**Do this**
Reproduce only the lines between the one holding "task: outline the ceiling light fixture" and the one holding "[[[297,115],[267,110],[267,236],[292,235],[295,226]]]", inclusive, with the requests kept as they are. In the answers on those lines, shift every coordinate by adding 79 to it.

**Shape labeling rows**
>> begin

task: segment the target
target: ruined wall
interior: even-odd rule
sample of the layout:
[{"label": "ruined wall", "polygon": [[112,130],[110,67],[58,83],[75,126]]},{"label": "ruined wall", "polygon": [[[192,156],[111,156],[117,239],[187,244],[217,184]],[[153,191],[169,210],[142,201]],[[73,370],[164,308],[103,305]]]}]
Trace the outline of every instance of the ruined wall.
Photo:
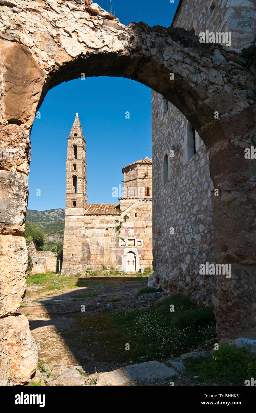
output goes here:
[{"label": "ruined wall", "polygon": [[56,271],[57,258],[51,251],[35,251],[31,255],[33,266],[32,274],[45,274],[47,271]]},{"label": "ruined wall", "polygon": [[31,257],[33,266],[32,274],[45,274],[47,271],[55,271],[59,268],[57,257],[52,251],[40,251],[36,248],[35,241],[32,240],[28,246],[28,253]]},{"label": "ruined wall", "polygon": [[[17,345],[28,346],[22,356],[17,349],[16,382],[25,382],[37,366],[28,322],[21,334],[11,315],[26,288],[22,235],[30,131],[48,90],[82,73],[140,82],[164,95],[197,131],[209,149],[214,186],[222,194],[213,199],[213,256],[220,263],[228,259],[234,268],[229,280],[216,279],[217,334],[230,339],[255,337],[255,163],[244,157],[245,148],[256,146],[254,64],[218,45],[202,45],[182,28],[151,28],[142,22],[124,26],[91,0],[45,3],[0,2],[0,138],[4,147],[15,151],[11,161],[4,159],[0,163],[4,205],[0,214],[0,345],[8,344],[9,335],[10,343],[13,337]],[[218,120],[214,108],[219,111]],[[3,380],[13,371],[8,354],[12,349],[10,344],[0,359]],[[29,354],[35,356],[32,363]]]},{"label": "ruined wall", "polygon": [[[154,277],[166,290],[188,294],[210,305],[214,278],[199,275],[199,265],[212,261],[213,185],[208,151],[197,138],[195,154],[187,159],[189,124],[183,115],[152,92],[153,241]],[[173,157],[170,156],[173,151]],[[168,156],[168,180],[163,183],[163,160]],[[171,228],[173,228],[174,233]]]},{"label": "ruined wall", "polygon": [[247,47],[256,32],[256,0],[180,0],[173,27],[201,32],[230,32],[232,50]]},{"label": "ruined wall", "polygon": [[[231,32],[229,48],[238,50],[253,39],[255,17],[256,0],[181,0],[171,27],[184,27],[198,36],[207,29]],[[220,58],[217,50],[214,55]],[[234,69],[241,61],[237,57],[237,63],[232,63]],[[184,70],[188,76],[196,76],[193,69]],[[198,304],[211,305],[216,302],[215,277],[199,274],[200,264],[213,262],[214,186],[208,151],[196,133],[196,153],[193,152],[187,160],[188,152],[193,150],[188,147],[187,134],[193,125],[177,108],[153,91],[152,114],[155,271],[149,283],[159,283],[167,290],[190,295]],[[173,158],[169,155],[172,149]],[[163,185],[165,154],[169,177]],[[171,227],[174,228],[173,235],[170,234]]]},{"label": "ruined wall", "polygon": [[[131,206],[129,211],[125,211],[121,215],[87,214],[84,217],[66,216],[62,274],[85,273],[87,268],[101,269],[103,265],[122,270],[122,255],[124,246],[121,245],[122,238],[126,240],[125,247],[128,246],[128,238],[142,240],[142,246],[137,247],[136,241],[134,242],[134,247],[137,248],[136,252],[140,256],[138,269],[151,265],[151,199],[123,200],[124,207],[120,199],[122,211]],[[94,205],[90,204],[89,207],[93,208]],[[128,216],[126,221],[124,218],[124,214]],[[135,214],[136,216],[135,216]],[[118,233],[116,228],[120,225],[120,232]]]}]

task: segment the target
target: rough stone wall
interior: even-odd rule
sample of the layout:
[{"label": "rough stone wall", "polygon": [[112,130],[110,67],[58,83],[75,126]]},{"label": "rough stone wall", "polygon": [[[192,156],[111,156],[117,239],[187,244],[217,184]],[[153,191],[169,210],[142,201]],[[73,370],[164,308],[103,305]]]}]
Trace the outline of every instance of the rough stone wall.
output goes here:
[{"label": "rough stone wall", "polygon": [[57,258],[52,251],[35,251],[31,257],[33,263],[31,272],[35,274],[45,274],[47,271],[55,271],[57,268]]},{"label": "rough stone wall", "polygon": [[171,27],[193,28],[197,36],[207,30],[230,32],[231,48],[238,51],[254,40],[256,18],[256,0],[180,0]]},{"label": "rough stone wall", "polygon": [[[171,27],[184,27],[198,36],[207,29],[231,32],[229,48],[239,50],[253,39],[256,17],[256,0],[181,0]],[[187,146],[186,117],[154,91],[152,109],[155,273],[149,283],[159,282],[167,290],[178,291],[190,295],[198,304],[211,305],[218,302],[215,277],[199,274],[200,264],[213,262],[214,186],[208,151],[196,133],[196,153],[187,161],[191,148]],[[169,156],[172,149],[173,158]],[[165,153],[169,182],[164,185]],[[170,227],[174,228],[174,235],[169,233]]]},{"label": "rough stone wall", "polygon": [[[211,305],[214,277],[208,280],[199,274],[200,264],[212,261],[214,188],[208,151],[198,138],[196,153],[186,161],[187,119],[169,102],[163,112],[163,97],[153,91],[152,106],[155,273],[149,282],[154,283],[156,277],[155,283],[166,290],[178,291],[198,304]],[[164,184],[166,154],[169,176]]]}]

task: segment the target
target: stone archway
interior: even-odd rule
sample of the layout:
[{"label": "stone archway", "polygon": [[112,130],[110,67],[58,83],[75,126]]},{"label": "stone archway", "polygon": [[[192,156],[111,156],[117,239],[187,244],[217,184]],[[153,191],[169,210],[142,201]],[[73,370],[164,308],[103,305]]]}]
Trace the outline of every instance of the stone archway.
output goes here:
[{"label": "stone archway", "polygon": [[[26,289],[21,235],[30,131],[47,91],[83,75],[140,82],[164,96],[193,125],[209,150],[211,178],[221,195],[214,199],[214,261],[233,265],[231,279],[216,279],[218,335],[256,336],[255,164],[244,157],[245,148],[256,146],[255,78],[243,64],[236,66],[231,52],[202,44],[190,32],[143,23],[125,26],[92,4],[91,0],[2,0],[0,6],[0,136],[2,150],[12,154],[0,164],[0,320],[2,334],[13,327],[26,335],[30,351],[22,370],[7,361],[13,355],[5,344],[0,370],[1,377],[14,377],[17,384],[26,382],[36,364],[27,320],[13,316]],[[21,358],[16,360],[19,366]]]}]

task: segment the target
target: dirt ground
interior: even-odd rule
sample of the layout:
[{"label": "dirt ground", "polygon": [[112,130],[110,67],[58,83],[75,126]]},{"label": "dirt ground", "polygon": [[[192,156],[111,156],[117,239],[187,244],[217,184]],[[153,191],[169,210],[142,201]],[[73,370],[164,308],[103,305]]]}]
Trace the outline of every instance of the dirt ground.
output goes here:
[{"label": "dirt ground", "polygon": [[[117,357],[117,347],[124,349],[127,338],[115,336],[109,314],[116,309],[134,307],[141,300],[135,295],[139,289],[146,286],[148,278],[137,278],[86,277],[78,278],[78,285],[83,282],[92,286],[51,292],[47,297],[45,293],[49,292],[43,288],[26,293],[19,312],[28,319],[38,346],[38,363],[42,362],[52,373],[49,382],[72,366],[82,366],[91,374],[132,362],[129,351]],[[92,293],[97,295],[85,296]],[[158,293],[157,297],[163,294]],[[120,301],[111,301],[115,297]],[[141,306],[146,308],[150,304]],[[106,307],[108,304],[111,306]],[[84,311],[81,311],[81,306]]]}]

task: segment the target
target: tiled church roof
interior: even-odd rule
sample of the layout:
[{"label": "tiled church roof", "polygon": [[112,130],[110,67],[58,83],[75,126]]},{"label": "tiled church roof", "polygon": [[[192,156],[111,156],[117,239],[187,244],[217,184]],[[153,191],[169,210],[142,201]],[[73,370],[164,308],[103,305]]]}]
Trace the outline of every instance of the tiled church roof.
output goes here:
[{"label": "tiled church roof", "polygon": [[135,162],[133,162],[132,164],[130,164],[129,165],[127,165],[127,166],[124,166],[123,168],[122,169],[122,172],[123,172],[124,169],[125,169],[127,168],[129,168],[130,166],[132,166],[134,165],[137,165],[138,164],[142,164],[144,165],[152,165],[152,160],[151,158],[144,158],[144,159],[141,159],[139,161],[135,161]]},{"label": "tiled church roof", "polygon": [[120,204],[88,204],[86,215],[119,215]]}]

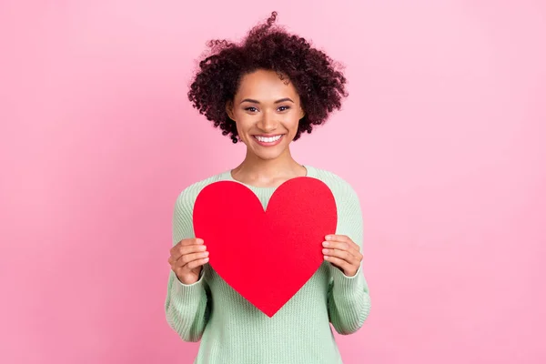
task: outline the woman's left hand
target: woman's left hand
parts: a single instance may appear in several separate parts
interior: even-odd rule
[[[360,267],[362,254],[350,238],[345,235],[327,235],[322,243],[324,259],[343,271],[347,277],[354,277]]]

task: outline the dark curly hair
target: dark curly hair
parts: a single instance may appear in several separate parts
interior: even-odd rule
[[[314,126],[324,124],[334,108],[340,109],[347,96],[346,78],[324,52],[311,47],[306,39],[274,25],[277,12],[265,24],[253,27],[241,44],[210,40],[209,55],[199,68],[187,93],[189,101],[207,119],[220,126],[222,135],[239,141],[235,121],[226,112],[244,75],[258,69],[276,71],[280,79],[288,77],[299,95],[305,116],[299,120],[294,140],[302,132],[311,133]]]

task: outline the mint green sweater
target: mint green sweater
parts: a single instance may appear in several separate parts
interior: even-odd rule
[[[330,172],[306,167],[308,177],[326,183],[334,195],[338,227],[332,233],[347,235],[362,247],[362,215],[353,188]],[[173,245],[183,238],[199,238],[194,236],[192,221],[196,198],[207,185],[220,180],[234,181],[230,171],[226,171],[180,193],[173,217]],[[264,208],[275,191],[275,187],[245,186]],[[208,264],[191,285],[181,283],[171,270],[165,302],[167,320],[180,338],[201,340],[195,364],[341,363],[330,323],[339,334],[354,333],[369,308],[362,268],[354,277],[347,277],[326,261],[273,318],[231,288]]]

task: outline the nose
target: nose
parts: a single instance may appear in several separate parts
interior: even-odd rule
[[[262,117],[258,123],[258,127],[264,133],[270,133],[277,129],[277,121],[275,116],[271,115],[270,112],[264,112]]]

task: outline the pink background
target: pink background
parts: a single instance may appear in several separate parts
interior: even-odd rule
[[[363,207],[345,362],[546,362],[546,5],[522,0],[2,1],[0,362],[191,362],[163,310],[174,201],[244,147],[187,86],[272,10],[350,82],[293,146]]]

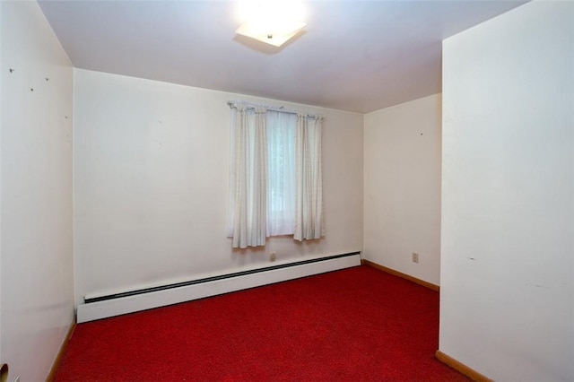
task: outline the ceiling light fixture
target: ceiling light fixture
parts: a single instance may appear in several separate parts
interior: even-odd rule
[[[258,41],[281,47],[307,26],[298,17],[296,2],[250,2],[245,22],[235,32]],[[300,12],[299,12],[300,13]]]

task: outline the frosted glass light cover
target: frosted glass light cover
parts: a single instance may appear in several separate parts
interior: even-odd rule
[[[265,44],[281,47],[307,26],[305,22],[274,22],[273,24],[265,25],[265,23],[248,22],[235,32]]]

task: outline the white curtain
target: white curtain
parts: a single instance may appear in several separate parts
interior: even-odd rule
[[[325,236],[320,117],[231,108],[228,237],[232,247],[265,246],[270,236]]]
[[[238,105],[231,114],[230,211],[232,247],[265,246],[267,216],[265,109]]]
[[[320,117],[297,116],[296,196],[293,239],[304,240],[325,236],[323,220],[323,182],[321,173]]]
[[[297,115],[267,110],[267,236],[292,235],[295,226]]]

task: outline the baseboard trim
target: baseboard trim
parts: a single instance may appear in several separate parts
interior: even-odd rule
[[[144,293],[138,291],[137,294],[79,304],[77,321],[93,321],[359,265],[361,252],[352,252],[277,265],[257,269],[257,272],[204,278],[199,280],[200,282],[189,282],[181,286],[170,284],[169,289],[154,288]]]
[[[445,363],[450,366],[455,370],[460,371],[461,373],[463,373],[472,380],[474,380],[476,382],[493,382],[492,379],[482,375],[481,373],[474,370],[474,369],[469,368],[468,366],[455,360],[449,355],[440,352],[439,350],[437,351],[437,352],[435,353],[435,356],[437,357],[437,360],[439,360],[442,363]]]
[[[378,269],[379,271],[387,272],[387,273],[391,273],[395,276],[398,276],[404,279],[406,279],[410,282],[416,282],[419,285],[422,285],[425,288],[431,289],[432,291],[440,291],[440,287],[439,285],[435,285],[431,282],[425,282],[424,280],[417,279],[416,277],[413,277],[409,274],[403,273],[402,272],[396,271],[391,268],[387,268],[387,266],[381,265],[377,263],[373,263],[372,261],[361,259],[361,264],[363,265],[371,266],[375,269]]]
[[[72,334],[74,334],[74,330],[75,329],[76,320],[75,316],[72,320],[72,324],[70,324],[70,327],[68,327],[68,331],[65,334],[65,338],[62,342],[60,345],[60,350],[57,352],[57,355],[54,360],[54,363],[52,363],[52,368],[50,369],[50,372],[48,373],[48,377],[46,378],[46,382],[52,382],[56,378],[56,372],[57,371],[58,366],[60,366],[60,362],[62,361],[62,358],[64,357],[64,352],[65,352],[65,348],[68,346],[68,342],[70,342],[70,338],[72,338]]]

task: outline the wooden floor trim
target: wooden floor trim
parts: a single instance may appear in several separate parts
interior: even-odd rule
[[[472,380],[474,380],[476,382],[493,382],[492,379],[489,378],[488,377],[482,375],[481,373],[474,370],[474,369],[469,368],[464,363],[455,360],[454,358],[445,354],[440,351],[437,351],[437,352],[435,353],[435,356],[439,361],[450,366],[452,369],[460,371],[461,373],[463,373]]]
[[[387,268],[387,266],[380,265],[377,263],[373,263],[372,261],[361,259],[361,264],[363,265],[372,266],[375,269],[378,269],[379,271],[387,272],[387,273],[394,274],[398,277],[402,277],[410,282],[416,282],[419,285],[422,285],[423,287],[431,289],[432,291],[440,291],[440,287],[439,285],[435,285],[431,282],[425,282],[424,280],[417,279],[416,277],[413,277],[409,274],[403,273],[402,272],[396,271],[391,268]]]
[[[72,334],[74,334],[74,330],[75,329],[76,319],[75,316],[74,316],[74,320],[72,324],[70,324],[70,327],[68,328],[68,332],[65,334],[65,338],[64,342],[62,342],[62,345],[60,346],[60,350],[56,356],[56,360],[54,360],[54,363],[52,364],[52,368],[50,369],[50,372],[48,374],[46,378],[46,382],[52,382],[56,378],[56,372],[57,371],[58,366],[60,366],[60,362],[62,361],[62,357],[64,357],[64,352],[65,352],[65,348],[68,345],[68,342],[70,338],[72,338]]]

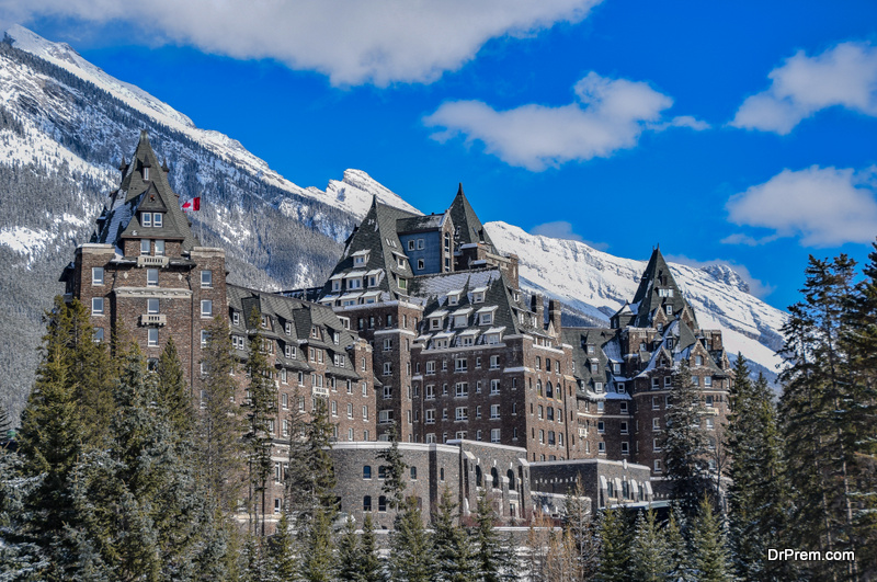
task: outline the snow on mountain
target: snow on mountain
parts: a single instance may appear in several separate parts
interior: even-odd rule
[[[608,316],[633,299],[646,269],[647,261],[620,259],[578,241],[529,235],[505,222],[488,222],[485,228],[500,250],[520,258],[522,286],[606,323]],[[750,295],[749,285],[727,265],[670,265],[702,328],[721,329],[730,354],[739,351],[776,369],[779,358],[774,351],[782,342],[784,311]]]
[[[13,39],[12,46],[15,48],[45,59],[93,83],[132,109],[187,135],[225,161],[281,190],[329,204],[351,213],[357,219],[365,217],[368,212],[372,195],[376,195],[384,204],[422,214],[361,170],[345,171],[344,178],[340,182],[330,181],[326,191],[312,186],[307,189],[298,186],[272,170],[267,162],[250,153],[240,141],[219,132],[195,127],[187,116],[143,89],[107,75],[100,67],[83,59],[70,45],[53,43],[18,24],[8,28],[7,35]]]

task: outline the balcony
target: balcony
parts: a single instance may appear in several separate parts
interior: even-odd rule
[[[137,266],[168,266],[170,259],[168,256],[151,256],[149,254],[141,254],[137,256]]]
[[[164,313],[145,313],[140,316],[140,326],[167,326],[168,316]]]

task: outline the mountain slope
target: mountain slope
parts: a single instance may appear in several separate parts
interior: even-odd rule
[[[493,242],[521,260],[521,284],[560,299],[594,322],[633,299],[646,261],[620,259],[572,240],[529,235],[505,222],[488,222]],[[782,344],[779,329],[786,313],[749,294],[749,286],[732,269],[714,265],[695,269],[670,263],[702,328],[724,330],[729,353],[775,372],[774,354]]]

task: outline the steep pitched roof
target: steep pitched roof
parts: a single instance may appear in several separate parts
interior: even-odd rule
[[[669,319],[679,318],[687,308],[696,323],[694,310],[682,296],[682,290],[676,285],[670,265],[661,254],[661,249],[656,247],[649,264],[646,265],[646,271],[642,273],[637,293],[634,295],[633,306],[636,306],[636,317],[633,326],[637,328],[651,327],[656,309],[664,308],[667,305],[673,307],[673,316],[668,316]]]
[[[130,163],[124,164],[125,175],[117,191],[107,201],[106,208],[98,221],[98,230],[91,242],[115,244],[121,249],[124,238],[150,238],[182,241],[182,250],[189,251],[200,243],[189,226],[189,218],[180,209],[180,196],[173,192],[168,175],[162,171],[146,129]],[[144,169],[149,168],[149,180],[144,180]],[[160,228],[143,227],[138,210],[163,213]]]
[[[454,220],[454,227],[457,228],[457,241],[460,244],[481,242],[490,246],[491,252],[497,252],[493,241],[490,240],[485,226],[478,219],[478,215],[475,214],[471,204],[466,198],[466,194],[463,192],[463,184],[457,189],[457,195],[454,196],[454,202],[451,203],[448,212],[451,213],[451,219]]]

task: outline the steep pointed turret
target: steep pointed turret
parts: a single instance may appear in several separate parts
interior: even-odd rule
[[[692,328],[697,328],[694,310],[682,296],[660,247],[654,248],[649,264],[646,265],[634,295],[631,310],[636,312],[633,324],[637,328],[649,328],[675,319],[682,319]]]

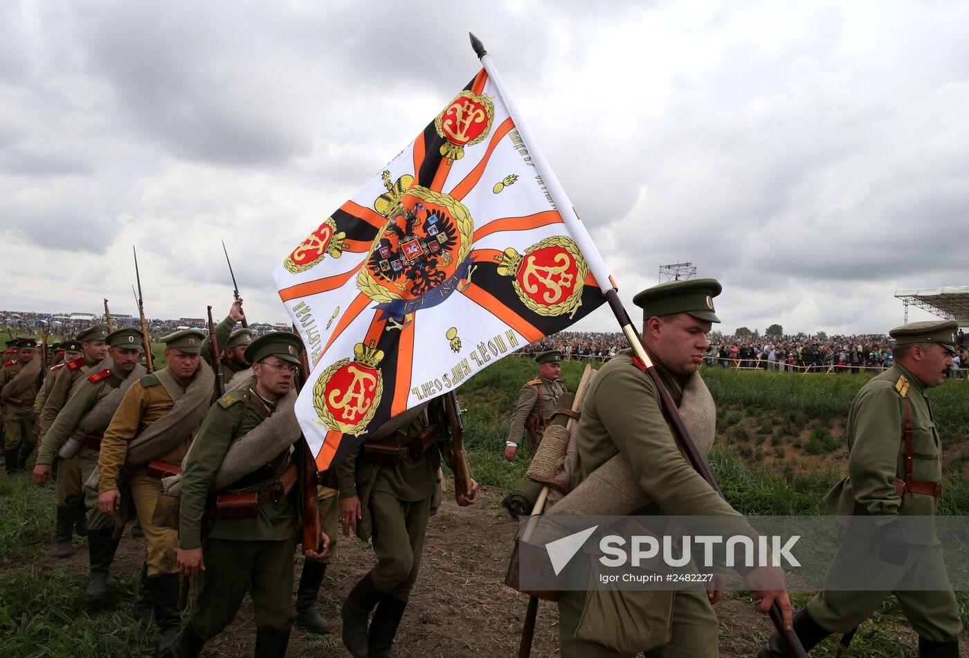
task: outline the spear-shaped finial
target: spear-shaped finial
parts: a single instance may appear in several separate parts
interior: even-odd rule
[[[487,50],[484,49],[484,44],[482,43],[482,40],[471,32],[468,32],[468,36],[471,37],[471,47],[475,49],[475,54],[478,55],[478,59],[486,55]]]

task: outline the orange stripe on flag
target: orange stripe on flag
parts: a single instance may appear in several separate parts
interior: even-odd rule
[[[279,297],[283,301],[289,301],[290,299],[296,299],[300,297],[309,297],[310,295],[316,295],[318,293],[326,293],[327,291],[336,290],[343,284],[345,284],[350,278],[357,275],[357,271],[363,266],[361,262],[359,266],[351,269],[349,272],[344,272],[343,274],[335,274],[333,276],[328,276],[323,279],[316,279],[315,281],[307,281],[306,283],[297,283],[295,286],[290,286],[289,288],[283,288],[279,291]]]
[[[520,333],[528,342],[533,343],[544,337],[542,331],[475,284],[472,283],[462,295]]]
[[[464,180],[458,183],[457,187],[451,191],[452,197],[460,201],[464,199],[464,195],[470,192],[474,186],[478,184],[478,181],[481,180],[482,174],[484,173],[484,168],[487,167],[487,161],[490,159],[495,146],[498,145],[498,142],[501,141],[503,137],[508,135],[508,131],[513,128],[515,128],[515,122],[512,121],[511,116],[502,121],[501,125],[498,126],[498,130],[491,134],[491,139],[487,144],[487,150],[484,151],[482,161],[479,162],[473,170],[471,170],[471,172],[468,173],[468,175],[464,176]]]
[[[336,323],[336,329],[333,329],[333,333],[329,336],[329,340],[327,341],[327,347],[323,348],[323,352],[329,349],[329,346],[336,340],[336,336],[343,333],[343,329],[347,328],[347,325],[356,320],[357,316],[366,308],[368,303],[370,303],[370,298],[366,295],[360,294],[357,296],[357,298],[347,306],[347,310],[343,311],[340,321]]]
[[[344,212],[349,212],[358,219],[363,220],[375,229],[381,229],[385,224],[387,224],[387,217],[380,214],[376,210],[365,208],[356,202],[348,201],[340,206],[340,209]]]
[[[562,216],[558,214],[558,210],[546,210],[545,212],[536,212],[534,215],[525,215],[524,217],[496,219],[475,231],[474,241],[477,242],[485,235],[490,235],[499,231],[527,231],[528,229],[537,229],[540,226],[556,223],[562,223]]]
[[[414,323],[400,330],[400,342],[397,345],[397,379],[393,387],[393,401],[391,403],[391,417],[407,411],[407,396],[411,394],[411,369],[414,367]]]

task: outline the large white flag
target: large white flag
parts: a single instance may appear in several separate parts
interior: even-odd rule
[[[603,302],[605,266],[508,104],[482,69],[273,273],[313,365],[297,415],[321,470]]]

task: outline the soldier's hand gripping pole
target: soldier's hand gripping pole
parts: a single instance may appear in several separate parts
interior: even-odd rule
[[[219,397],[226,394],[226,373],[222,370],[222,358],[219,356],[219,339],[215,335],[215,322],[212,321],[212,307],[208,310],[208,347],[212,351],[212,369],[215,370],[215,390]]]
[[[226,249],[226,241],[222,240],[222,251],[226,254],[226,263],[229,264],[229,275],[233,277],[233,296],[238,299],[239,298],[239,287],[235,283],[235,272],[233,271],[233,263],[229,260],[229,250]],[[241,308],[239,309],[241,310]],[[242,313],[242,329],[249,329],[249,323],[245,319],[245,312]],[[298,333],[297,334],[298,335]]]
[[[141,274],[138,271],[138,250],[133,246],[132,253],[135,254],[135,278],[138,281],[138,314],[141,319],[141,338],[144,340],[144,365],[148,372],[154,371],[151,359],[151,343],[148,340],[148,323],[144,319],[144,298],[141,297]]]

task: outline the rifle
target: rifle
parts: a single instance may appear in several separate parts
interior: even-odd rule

>> end

**Worked answer**
task: outline the ceiling light fixture
target: ceiling light fixture
parts: a single instance may appear in several separate parts
interior: even-odd rule
[[[337,120],[360,126],[386,105],[377,96],[375,81],[329,81],[324,101],[314,111]],[[379,91],[378,91],[379,92]]]

task: outline the frosted glass light cover
target: frosted glass light cover
parts: a single instance may appear in several separate parts
interior: even-odd rule
[[[344,123],[360,126],[386,105],[384,101],[353,101],[352,103],[344,104],[344,102],[327,101],[314,111]]]

task: outline the white curtain
target: white curtain
parts: a single instance may appear in several separate parts
interior: even-odd rule
[[[404,315],[399,196],[310,187],[307,316],[311,326],[344,325],[349,315]]]
[[[317,184],[310,193],[309,290],[311,326],[344,325],[346,295],[344,188]]]
[[[399,196],[376,195],[375,275],[372,318],[383,319],[404,315],[402,299],[402,261],[400,252]]]
[[[376,194],[346,189],[346,315],[371,314],[374,305]]]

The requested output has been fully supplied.